**REQUIREMENT**
Beginning with the line that contains "Locate every instance of the deutzia", print each line to the end of the data exactly. Omit the pictures.

**ENTRIES SUPPLIED**
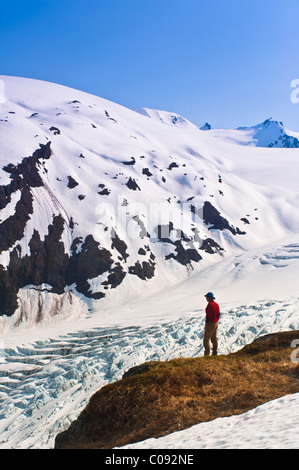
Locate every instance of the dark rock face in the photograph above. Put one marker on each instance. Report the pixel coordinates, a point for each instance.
(23, 177)
(212, 216)
(47, 262)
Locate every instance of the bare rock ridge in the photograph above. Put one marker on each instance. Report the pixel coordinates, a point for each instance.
(157, 398)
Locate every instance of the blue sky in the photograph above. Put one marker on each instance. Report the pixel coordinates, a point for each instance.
(228, 62)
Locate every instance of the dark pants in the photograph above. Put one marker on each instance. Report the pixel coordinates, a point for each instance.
(210, 335)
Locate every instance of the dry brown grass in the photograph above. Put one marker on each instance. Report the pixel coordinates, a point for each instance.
(182, 392)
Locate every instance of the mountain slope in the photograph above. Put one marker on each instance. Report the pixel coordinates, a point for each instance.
(98, 202)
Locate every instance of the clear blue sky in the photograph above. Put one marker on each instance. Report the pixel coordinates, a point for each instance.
(228, 62)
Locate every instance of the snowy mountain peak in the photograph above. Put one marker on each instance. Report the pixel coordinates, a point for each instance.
(165, 117)
(271, 133)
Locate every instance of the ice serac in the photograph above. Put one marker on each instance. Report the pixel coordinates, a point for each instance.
(100, 204)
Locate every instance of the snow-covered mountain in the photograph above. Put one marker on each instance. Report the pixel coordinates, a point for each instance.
(100, 203)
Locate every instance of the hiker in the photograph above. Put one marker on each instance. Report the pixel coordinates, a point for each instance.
(212, 317)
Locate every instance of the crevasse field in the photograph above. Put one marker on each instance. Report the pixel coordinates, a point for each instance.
(51, 363)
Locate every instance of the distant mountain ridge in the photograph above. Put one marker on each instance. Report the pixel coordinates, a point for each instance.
(99, 203)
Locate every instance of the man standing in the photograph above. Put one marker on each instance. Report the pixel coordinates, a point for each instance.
(212, 317)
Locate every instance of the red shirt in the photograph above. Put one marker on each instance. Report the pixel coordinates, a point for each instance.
(212, 312)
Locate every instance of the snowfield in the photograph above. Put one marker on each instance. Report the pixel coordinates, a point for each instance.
(58, 348)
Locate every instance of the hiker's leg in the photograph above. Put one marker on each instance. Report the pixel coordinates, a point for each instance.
(207, 336)
(214, 339)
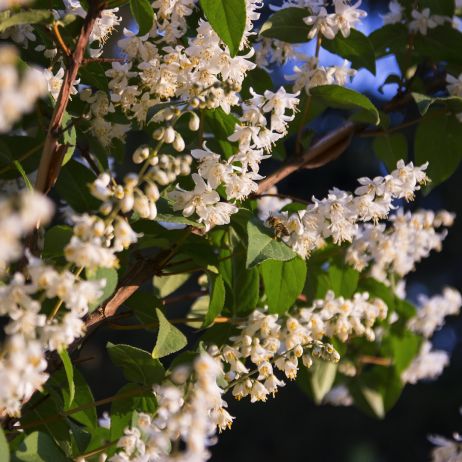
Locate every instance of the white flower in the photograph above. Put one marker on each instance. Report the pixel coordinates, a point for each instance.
(395, 13)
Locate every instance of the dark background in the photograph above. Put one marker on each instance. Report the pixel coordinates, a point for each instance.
(291, 427)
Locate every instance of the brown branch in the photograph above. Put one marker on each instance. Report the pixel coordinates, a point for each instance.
(323, 151)
(50, 162)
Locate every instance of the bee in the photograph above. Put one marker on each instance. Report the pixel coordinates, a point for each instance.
(278, 226)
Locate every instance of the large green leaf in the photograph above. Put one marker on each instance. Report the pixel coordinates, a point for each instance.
(228, 19)
(138, 365)
(130, 401)
(344, 98)
(262, 245)
(144, 15)
(72, 187)
(284, 282)
(169, 340)
(287, 25)
(39, 447)
(357, 48)
(438, 140)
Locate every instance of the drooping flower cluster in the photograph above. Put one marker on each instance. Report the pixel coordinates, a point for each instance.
(337, 216)
(29, 332)
(398, 247)
(187, 412)
(420, 21)
(345, 18)
(238, 173)
(18, 90)
(268, 342)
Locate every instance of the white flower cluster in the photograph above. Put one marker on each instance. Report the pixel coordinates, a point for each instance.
(311, 74)
(345, 18)
(421, 22)
(269, 340)
(238, 173)
(337, 216)
(408, 239)
(433, 311)
(189, 414)
(19, 215)
(30, 334)
(18, 90)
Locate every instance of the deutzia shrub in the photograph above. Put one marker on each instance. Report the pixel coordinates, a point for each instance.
(141, 146)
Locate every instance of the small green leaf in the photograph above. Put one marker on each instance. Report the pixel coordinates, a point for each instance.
(262, 245)
(443, 131)
(169, 340)
(217, 298)
(390, 148)
(4, 448)
(228, 19)
(144, 15)
(168, 284)
(424, 102)
(284, 282)
(39, 447)
(27, 17)
(138, 365)
(357, 48)
(56, 238)
(111, 278)
(287, 25)
(344, 98)
(69, 369)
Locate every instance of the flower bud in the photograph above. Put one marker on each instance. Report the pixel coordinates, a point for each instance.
(194, 122)
(169, 135)
(178, 143)
(141, 154)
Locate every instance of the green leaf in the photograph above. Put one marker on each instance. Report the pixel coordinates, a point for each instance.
(168, 284)
(287, 25)
(424, 102)
(443, 131)
(284, 282)
(342, 280)
(69, 369)
(390, 148)
(137, 365)
(39, 447)
(72, 187)
(228, 19)
(217, 298)
(4, 448)
(357, 48)
(262, 245)
(56, 238)
(344, 98)
(111, 278)
(144, 15)
(318, 380)
(27, 17)
(122, 409)
(169, 340)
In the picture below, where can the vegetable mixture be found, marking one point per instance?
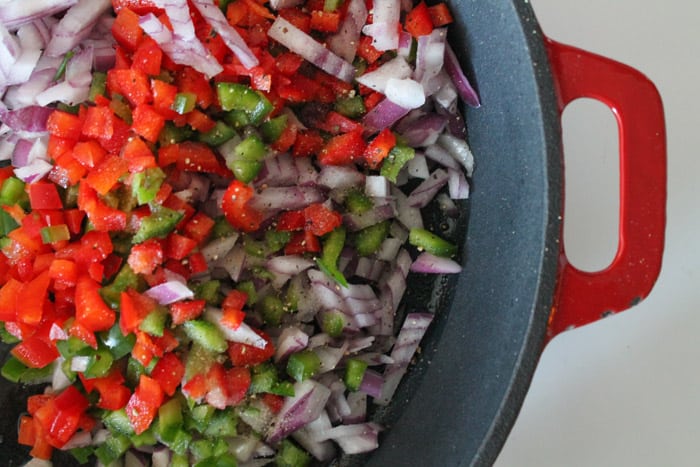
(209, 212)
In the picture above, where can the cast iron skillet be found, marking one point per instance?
(459, 401)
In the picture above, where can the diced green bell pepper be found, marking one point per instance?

**EXERCISE SOLUTION**
Locate every instance of the deutzia shrub in the photograph above. Put one marker on each instance. Report the pixel coordinates, a point for each instance.
(141, 146)
Locate every instance of the small green leaf in the photograph above. Put one marker on each instance. Report the pixel coordinates, a point for each instance.
(262, 245)
(443, 131)
(169, 340)
(217, 298)
(390, 148)
(4, 448)
(228, 19)
(144, 15)
(168, 284)
(424, 102)
(284, 282)
(39, 447)
(27, 17)
(138, 365)
(357, 48)
(56, 238)
(111, 278)
(287, 25)
(344, 98)
(69, 369)
Locate every instance of the flower bud in the photograph above. Put one marker on each instance. Report the pixel coordinates, a point for each instance.
(194, 122)
(169, 135)
(178, 143)
(141, 154)
Locate every instance of the green leaf in the photograph above. Put one marker on each instance. Report the pixel coordinates, a point for each instance.
(168, 284)
(287, 25)
(424, 102)
(443, 131)
(284, 282)
(342, 280)
(69, 369)
(390, 148)
(137, 365)
(39, 447)
(72, 187)
(228, 19)
(217, 298)
(4, 448)
(357, 48)
(262, 245)
(56, 238)
(344, 98)
(111, 278)
(144, 15)
(318, 380)
(27, 17)
(122, 409)
(169, 340)
In the picture below, where can the vegetable mixture be found, marking one point per instance?
(209, 212)
In the picture above, where can the cast iron skillet be found, marking one point per instance?
(459, 401)
In the picture above, where can the diced green bell pepper be found, marking one point per instance?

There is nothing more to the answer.